Task requirements:
Arrange the items below as a two-column CSV with the headers "query" and "result", one row per item. Put each item's text and its answer in a single quoted field, replacing any line breaks with spaces.

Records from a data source
::::

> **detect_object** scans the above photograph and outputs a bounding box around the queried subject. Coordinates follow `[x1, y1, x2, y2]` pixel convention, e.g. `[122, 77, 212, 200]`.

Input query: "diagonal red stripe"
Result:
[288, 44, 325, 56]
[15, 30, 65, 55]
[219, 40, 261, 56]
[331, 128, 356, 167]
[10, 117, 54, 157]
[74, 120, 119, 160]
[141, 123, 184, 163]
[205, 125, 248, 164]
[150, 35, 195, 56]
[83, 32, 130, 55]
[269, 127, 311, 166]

::::

Written response:
query,result
"> **detect_object** scans the above photograph and outputs a bounding box around the queried subject. Coordinates follow `[x1, y1, x2, y2]` pixel convention, e.g. `[122, 77, 212, 200]`. Input query: ""diagonal red stripe"" Result:","[288, 44, 325, 56] [15, 30, 65, 55] [219, 40, 261, 56] [331, 128, 356, 167] [10, 117, 54, 157] [74, 120, 119, 160] [141, 123, 184, 163] [205, 125, 248, 164] [150, 35, 195, 56] [83, 32, 130, 55] [269, 127, 311, 166]"